## [MATERIALS PROVIDED]
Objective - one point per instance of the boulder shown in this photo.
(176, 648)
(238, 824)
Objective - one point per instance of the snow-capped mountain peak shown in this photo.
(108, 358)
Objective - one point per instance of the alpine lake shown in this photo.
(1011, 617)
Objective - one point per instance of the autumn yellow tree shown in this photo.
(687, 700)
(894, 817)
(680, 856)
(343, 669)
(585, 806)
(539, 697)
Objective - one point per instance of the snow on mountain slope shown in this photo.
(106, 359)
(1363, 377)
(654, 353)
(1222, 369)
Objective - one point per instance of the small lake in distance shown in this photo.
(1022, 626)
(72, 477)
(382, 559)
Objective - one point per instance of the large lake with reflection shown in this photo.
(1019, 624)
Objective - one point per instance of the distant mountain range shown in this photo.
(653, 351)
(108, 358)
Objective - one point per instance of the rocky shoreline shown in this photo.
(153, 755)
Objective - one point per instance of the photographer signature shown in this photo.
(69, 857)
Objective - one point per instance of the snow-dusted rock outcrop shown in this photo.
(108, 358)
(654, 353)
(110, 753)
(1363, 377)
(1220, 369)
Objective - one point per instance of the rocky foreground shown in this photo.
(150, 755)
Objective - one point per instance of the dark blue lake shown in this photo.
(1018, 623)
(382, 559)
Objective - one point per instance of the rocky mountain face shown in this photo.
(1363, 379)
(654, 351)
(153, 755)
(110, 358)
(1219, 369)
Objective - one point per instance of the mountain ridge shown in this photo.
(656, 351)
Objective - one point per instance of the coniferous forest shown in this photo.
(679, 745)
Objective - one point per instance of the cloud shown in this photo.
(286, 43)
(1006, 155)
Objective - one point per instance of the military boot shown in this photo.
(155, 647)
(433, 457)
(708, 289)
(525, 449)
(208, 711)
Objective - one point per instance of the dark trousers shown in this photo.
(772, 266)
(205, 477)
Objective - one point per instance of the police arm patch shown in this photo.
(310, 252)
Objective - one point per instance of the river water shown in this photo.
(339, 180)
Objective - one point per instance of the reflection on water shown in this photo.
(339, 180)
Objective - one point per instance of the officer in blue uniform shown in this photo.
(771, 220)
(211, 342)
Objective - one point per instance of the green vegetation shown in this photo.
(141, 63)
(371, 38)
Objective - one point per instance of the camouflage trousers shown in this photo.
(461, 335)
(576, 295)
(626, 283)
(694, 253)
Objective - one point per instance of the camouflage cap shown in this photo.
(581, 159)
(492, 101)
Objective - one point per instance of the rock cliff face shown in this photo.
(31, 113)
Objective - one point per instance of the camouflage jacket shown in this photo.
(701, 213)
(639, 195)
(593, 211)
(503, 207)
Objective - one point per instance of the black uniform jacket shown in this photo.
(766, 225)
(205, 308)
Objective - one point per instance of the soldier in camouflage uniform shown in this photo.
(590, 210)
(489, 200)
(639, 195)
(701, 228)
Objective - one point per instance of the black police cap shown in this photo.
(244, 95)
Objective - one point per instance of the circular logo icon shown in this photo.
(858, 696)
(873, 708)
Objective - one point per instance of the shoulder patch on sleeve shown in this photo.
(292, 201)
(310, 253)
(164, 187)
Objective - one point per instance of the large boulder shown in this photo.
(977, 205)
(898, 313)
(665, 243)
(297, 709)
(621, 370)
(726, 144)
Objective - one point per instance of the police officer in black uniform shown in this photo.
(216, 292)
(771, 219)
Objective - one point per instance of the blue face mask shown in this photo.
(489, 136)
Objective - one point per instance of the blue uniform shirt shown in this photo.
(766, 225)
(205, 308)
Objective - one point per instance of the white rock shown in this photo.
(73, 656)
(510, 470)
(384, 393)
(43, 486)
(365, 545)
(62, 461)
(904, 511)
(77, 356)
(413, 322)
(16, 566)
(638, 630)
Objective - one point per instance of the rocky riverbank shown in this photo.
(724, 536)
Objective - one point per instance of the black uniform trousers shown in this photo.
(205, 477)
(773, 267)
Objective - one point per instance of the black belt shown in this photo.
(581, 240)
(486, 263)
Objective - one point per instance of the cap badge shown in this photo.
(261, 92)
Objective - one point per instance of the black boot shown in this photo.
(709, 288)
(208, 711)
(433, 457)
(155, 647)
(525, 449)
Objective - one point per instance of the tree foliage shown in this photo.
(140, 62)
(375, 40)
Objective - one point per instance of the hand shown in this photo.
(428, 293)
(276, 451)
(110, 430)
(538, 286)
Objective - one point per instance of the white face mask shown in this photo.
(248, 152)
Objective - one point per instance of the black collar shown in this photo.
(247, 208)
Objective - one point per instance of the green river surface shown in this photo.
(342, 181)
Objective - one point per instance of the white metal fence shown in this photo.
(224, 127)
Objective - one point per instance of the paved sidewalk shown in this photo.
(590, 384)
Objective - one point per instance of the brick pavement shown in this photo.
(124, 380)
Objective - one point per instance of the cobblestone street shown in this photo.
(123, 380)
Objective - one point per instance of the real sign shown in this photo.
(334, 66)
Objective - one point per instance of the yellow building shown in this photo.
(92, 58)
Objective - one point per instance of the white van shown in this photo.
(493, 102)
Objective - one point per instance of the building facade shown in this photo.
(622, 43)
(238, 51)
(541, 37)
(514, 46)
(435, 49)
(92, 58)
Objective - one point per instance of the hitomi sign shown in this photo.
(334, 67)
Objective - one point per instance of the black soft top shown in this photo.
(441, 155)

## [BRIEF]
Could you format the items from the line containing "Objective - one point per instance of the snow on" through the line containing "(1220, 369)" as a two-column CSV with the header columns "item_text" and "item_answer"? Use one row per item, put each value in a single quoted field, and replace any line breaks with spaces.

## [RIGHT ANSWER]
item_text,item_answer
"Objective - one point per instance of the snow on mountain slope shown in this photo.","(106, 359) (1363, 377) (654, 353) (1222, 369)"
"Objective - one point per instance of the small lake in distance shown in this photo.","(1022, 626) (72, 477) (382, 559)"
"Objective - one point per instance of the large lake with reflection shown in this photo.","(1019, 624)"
"Objective - one point per instance of the distant mountain range shown in this photo.","(653, 351) (108, 358)"
"Objective - one point per instance of the rocky shoreline shown in this photo.","(153, 755)"
"Objective - one point per instance of the photographer signature shown in this photo.","(69, 857)"
"Objective - one point per instance of the snow-dusted rock outcrop shown in this photo.","(108, 358) (654, 353) (110, 753) (1363, 377) (1220, 369)"